• **Provided records**
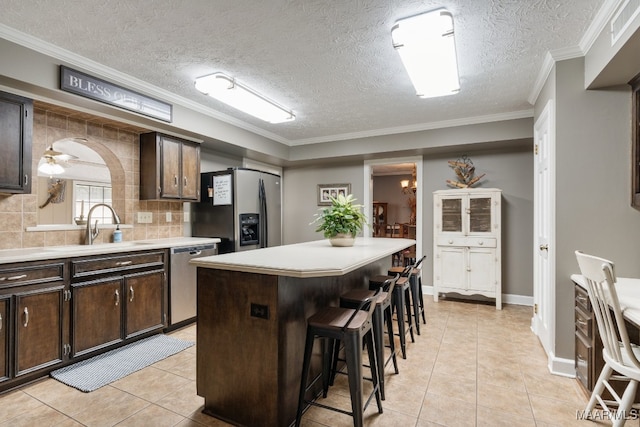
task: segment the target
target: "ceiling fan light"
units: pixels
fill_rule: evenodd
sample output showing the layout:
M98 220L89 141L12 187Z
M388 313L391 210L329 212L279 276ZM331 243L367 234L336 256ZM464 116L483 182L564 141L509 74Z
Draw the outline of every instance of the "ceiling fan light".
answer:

...

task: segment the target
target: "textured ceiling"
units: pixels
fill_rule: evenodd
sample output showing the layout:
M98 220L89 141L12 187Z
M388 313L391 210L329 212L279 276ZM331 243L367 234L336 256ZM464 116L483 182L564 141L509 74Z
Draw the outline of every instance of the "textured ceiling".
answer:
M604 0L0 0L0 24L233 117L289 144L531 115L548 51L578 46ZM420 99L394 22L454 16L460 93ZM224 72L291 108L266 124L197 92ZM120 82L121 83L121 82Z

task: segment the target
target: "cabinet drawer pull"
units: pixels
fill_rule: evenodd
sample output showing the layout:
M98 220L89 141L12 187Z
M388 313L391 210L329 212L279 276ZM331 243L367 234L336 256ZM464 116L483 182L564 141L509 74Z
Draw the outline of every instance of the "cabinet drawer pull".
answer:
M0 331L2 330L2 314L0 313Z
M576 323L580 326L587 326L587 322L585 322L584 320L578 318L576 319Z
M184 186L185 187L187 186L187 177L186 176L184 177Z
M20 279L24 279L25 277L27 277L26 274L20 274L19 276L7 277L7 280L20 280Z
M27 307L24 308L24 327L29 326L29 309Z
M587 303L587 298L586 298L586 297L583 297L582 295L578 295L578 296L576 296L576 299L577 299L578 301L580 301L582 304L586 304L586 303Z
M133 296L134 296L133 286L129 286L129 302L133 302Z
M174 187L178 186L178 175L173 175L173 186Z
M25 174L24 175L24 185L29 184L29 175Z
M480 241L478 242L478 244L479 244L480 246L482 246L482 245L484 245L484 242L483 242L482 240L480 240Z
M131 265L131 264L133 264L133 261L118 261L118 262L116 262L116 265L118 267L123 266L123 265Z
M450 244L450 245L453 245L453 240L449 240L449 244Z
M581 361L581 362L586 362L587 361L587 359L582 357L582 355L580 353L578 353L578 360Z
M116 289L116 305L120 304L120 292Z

...

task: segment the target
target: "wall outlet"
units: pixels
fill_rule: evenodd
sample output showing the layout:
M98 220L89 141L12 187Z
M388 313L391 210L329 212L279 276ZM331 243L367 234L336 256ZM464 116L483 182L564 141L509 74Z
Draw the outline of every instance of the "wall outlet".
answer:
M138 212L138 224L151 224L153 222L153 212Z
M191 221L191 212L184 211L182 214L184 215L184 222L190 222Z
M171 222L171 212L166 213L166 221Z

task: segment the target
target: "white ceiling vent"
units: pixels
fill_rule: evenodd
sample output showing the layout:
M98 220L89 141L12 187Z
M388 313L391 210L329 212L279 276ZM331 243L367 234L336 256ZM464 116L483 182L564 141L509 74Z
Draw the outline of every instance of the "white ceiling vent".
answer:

• **About this task**
Go through the records above. Copy each line in which the string "drawer" appears.

• **Written solution**
target: "cabinet drawer pull"
Draw the outline of every instance of the "cabinet drawer pull".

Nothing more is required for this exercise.